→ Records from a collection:
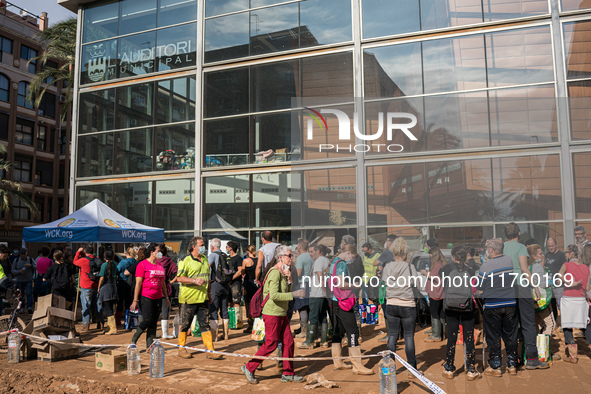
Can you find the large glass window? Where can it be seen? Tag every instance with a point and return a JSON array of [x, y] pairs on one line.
[[385, 17], [97, 111], [501, 189], [4, 88], [274, 29], [29, 55], [136, 15], [22, 100], [24, 131], [5, 46]]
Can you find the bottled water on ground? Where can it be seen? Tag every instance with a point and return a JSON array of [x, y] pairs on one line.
[[157, 361], [134, 364], [14, 347], [387, 369]]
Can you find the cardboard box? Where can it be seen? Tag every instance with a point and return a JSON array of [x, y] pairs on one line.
[[111, 361], [54, 318], [50, 300]]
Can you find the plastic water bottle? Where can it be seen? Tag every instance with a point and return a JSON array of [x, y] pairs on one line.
[[134, 365], [387, 367], [14, 347], [157, 361]]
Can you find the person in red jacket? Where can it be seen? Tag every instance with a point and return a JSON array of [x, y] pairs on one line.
[[88, 293]]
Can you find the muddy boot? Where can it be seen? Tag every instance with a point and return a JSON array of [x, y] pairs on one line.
[[358, 368], [183, 353], [337, 351], [310, 338], [324, 335]]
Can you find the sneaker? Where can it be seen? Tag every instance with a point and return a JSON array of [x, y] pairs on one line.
[[291, 378], [536, 364], [249, 375], [490, 371], [473, 375]]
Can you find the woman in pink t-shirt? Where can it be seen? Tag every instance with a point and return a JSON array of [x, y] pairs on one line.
[[150, 287]]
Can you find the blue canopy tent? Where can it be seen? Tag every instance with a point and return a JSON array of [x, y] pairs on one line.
[[95, 222]]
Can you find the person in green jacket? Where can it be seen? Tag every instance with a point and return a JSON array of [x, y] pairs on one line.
[[277, 286]]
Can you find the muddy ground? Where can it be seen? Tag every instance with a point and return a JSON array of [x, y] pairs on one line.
[[199, 375]]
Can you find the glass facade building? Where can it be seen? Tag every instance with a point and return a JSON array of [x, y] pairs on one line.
[[195, 116]]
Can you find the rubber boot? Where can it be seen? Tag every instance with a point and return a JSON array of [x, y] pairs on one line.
[[460, 340], [385, 337], [208, 342], [165, 332], [310, 337], [226, 329], [436, 331], [118, 316], [183, 353], [279, 364], [214, 326], [304, 332], [112, 326], [337, 351], [150, 336], [571, 357], [358, 368], [136, 335], [324, 335]]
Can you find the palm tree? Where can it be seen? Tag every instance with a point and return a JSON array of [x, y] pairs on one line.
[[11, 189], [60, 44]]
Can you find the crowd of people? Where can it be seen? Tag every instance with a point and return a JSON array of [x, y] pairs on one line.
[[519, 292]]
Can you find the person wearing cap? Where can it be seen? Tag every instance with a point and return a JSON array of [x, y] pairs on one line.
[[23, 269], [431, 243]]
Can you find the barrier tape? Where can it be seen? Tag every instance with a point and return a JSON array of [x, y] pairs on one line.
[[430, 385]]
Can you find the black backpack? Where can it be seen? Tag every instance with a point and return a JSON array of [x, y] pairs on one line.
[[60, 278], [223, 273], [458, 298], [95, 268]]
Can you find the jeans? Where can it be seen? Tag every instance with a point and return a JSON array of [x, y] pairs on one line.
[[407, 316], [501, 323], [453, 320], [276, 330], [318, 310], [527, 319], [26, 288], [344, 324], [219, 300], [89, 298]]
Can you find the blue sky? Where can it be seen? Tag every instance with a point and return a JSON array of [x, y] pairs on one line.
[[54, 11]]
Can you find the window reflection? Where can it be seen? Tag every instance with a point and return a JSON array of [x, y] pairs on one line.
[[136, 54], [95, 155], [133, 151], [577, 42], [100, 21], [176, 47], [99, 62], [176, 100], [227, 142], [579, 103], [499, 189], [226, 202], [175, 147], [171, 12], [135, 104], [137, 15], [97, 111], [175, 205]]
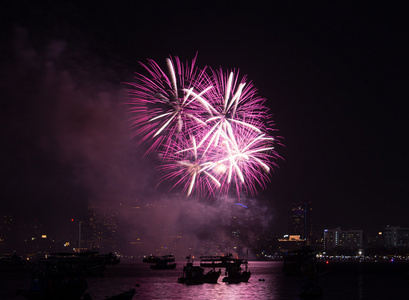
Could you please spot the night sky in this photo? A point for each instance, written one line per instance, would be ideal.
(334, 76)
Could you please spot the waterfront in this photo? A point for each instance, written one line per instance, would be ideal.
(338, 280)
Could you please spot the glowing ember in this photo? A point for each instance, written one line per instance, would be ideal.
(211, 129)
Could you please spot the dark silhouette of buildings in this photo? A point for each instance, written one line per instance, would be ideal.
(300, 221)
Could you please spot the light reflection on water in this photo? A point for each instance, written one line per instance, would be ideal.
(339, 282)
(162, 284)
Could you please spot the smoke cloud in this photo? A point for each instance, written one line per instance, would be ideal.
(68, 148)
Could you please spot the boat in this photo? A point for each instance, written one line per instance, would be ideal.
(196, 274)
(235, 273)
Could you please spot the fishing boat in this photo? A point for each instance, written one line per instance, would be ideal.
(196, 274)
(235, 273)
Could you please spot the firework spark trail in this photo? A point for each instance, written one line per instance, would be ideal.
(164, 105)
(212, 131)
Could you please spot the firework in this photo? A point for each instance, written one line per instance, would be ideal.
(211, 128)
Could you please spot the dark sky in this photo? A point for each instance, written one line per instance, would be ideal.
(334, 76)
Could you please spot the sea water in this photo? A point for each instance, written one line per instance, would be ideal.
(338, 281)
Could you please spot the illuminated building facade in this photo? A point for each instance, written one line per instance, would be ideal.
(300, 220)
(346, 239)
(395, 236)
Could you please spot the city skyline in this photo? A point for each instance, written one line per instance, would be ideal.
(333, 77)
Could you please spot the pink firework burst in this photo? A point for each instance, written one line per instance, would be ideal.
(165, 104)
(212, 129)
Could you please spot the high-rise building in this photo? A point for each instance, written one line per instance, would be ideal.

→ Work order: Every entry above should be written out again verbatim, with no pictures included.

→ Solution:
Can you find the large glass window? Where can it be seen? Tag every instance with a point and return a JSON array of [x, y] pairs on one line.
[[385, 17], [97, 111], [501, 189], [4, 88], [274, 29], [29, 55], [136, 15], [22, 100], [24, 131], [5, 46]]
Can you find the bottled water on ground? Where can it be seen? Tag every instance with a point and return a JSON array of [x, y] pairs on one line.
[[157, 361], [134, 364], [14, 347], [387, 369]]
Can you find the cardboard box? Where can it be seen? Tag every instance with a point and return a JSON array of [x, y] pairs on one line.
[[111, 361], [54, 318], [50, 300]]
Can you find the plastic water bottle? Where can it be seen? Tag every instance with a point and return a JSON array of [x, y] pairs on one line.
[[134, 365], [387, 367], [14, 347], [157, 361]]
Can you find the person in red jacket? Where can it be seen? Tag every instance with a point and return a JSON array of [x, y] pairs on one line.
[[88, 293]]
Can you find the muddy boot? Where can it be seen? Tag every instance with a point and return a JSON array of [x, y] pairs on one line.
[[358, 368], [183, 353], [337, 351], [310, 338], [324, 335]]
Can you find the sneaker? Where can it be seen? Tag every instance with a point and return a JSON array of [x, y] pairs on one line.
[[291, 378], [536, 364], [249, 375], [490, 371], [473, 375]]
Can you find the woman in pink t-shirt? Where can it be seen? Tag every instance with a point and return a JSON array of [x, y] pairs on one line.
[[150, 287]]
Can you find the blue canopy tent? Where can it be seen? Tag every instance with a point and return a JSON array of [x, y] pairs on one line.
[[95, 222]]
Can you find the person in green jacket? Where can it be seen? Tag every instance with a point and return a JSON array of [x, y] pairs on one line.
[[277, 286]]
Can you find the muddy ground? Where can it be seen? Tag every instance with a point and return a JSON array of [x, y] pairs on one line.
[[199, 375]]
Can you find the glass facade building? Where can it be seen? Tag every instance with a point and return a JSON array of [x, y] pairs on one line.
[[195, 116]]
Can you find the rubber boot? Where can it be seen? Tag every instance with a point and return a JSON array of [x, y] pairs on one line.
[[460, 340], [385, 337], [208, 342], [165, 332], [310, 337], [226, 329], [436, 331], [118, 316], [183, 353], [279, 364], [214, 326], [304, 332], [112, 326], [337, 351], [150, 336], [571, 357], [358, 368], [136, 335], [324, 335]]
Can you find the palm tree? Where can it be seen? Tag every instance with a point and return a JSON array of [x, y] pairs on one line.
[[11, 189], [60, 44]]
Can you find the crowd of people? Where can it be seen? Tag every instance with a point and return a JSON array of [x, y] pairs on one line.
[[519, 292]]
Can you find the person wearing cap? Where can it be seen? Tag every instance with a point and return a JSON array of [x, y] pairs on one line.
[[23, 269], [431, 243]]
Can you find the barrier tape? Where can it be seen? Tag every instance with a point and return a JSON array of [x, y] pairs on one line.
[[430, 385]]
Can you find the black backpack? Where can it be seen? Tag every instance with a point and return a JSON array of [x, y] pairs on one line.
[[60, 278], [223, 273], [458, 298], [95, 268]]
Can you find the jeans? Where can it be seen? Tag every instance with a point and return a JSON array of [x, y] pairs on one line.
[[407, 316], [501, 323], [453, 320], [276, 330], [318, 310], [527, 319], [26, 288], [344, 324], [219, 300], [89, 298]]
Can you find the blue sky? Where can it be seen? Tag every instance with a point and return a JSON array of [x, y] pairs on one line.
[[54, 11]]
Can you find the window reflection? Where can it be seen? Tag every instance with a point and return a JSON array of [x, y] pairs on one line.
[[136, 54], [95, 155], [133, 151], [577, 42], [100, 21], [176, 47], [99, 62], [176, 100], [227, 142], [579, 103], [499, 189], [226, 202], [175, 147], [171, 12], [135, 104], [137, 15], [97, 111], [175, 205]]
Could you please spot the night sky in this photo? A point for each instance, written one line per instance, would be ideal.
(334, 76)
Could you please spot the waterfront in this photo? A point for each instance, written one line per instance, would be ideal.
(338, 280)
Could you please spot the glowing ember in this photo? A point for each instance, written one line per instance, would be ideal.
(211, 129)
Could you please spot the dark silhouette of buildings in this photo? A point for each instance, written one line per instance, would be ideal.
(300, 221)
Could you please spot the light reflection on water in this photo? A point for each instance, written one line per instance, would be ideal.
(339, 282)
(162, 284)
Could you please spot the smoke cloud in this photo? A point for each instance, written one line per instance, would be ideal.
(68, 148)
Could you please spot the boat in this photo? A point for each instance, written one line per instance, would be ideal.
(196, 274)
(235, 273)
Could you please spot the fishing boat in this photo? A point for each instance, written one line per instance, would be ideal.
(196, 274)
(235, 273)
Could you please spot the firework spark trail in this photo? A point for each instance, written one line per instance, would be ideal.
(164, 105)
(212, 131)
Could you please spot the firework in this photo? A point for each instance, written one line per instance, would be ideal.
(211, 128)
Could you please spot the dark sky in this photo? A point for each instance, written one line per instance, would be ideal.
(334, 76)
Could you please spot the sea water in this photo? A point for each instance, written one line per instance, would be ideal.
(338, 281)
Could you please spot the illuminated building facade in this photo? A point for each instance, written one line per instance, would be ideal.
(300, 220)
(346, 239)
(395, 236)
Could you please spot the city skyline in this photo? A point for each instance, written one line per instance, would be ideal.
(333, 77)
Could you please spot the pink firework burst in this photo? A point for each instance, written one line per instance, would be ideal.
(165, 104)
(212, 129)
Could you please spot the high-rise building in this photo? A point for each instance, written one line per instance, would be ideal.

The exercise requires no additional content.